TASK REQUIREMENTS ▸ Reproduce the rows below line for line, without changing anything, but leave out the pictures.

* Begin ENTRIES SUPPLIED *

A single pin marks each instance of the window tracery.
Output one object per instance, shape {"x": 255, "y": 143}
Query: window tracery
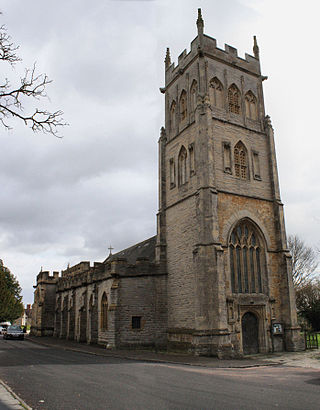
{"x": 251, "y": 105}
{"x": 246, "y": 259}
{"x": 193, "y": 96}
{"x": 234, "y": 99}
{"x": 173, "y": 117}
{"x": 216, "y": 93}
{"x": 183, "y": 106}
{"x": 182, "y": 166}
{"x": 104, "y": 312}
{"x": 240, "y": 161}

* End ENTRIES SUPPLIED *

REPLY TO THE EXERCISE ▸
A single pin marks each instance of the window tracery.
Output one object per instance, shape {"x": 255, "y": 143}
Query: window tracery
{"x": 251, "y": 105}
{"x": 246, "y": 259}
{"x": 193, "y": 96}
{"x": 234, "y": 99}
{"x": 173, "y": 117}
{"x": 216, "y": 93}
{"x": 183, "y": 106}
{"x": 182, "y": 166}
{"x": 104, "y": 312}
{"x": 240, "y": 161}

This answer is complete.